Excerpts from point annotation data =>
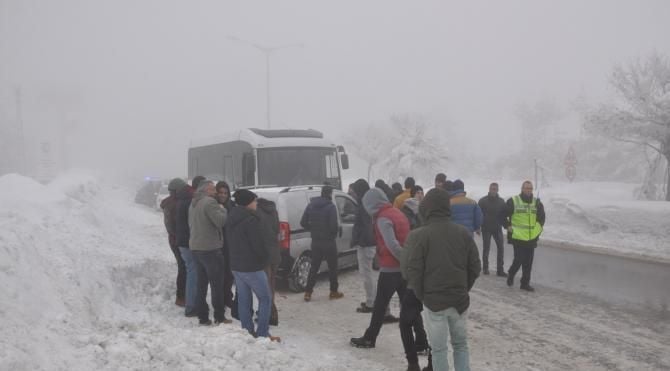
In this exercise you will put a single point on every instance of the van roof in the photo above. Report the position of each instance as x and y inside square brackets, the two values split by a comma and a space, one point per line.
[259, 138]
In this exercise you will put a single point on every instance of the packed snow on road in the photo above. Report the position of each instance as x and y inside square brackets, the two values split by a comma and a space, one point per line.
[88, 283]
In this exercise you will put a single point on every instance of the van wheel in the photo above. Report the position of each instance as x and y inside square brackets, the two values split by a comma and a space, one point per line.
[298, 280]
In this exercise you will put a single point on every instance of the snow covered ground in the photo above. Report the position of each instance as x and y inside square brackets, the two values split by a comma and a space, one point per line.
[88, 283]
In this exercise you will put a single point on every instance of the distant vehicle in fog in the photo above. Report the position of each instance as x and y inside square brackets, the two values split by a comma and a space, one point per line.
[148, 192]
[254, 158]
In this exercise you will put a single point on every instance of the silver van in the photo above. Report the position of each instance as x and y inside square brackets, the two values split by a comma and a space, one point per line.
[295, 241]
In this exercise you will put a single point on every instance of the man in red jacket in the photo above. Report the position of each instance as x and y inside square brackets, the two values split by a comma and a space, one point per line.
[391, 228]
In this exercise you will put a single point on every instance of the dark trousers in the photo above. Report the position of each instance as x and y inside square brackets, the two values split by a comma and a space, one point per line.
[486, 239]
[271, 271]
[228, 278]
[387, 284]
[209, 266]
[181, 269]
[410, 319]
[320, 250]
[523, 257]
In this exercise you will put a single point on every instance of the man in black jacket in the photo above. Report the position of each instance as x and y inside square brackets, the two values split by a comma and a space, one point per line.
[363, 239]
[248, 259]
[492, 208]
[183, 235]
[320, 219]
[267, 210]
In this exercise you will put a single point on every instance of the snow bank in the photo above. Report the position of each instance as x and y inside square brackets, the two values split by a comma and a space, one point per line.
[87, 283]
[604, 215]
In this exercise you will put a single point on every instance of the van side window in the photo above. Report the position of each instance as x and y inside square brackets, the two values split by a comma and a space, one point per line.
[346, 208]
[248, 169]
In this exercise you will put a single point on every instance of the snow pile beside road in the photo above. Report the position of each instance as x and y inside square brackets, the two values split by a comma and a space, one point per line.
[87, 283]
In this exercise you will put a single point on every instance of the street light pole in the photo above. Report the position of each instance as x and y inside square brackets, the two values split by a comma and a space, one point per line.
[268, 52]
[267, 88]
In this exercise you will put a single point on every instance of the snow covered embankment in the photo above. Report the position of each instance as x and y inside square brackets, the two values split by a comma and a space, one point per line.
[87, 283]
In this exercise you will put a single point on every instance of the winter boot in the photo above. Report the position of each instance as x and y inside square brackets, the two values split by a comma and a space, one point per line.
[224, 321]
[528, 287]
[336, 295]
[362, 342]
[364, 308]
[389, 318]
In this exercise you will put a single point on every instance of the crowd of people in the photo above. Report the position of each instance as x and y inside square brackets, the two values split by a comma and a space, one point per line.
[423, 243]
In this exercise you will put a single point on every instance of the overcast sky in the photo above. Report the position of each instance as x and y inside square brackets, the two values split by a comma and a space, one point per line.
[131, 82]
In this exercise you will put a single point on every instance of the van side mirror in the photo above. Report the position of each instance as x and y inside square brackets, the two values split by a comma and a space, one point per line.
[345, 161]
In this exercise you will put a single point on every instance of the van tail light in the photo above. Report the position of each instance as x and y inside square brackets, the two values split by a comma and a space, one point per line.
[284, 235]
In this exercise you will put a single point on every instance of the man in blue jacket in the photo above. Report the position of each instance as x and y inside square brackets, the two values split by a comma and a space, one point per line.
[464, 210]
[320, 219]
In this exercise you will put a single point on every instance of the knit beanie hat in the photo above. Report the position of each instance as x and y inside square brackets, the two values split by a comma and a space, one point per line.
[244, 197]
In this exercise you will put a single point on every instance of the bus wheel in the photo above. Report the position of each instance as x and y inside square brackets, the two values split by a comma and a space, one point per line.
[298, 279]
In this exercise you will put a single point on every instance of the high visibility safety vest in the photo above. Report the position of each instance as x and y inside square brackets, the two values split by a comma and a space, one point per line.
[524, 220]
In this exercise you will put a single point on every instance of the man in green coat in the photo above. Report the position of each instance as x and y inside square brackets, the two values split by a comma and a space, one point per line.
[441, 266]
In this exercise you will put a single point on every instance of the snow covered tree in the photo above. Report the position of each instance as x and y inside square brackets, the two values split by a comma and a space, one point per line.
[640, 113]
[370, 145]
[416, 148]
[406, 145]
[537, 121]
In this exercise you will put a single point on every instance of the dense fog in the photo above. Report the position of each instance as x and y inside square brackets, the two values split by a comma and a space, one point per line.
[124, 86]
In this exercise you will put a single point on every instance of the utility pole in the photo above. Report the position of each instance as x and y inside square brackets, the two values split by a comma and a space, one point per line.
[267, 50]
[21, 152]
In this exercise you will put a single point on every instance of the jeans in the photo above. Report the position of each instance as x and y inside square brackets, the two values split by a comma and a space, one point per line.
[486, 239]
[523, 257]
[191, 280]
[410, 318]
[209, 265]
[271, 271]
[181, 268]
[256, 283]
[440, 325]
[228, 278]
[366, 254]
[323, 249]
[388, 284]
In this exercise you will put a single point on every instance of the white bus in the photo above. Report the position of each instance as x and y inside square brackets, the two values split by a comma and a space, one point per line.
[256, 158]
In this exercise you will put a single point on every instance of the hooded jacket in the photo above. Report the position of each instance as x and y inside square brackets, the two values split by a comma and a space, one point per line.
[169, 207]
[465, 211]
[206, 218]
[411, 210]
[320, 219]
[441, 261]
[391, 228]
[248, 252]
[183, 202]
[493, 208]
[362, 233]
[267, 210]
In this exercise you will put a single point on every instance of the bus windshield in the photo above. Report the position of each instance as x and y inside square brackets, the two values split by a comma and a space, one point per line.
[289, 166]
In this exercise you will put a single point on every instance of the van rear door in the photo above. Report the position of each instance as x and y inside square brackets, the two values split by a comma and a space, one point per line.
[346, 215]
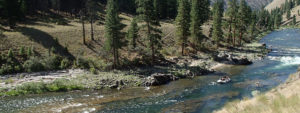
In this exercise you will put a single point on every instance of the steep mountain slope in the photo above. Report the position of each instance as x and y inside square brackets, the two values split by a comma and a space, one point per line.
[255, 4]
[274, 4]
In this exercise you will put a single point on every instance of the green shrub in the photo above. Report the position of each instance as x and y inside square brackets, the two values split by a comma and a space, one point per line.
[65, 63]
[32, 88]
[33, 65]
[61, 22]
[6, 69]
[9, 81]
[10, 53]
[63, 85]
[53, 50]
[52, 62]
[29, 51]
[82, 63]
[93, 70]
[22, 51]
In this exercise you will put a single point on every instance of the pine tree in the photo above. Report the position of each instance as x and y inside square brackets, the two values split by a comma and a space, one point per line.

PROBLEM DESCRIPTION => Word for word, quote the lines from the line containing "of the steep" through the end of the material, both included, and nothing else.

OUTPUT FOR THIS TASK =>
In this exercise you will put a single point on every instance of the steep mountain slope in the photo above. Report the position of each instance as x and y inside square brackets, the two values split by a comma and a space, one point per line.
[255, 4]
[274, 4]
In this exercise you will put a single point on every instance of the green shrub in the photo above. Report the position of each instance as x and y inside square brackets, the two values split by a comma and a space, one point per line.
[65, 63]
[32, 88]
[33, 65]
[61, 22]
[6, 69]
[9, 81]
[10, 53]
[63, 85]
[53, 50]
[52, 62]
[29, 51]
[82, 63]
[93, 70]
[22, 51]
In this exercise you will put a single point on every instance of the pine tree in the photo above. Report the position of each instance as x and y inside square brackets, the two values split by a comma and a space, one point per line.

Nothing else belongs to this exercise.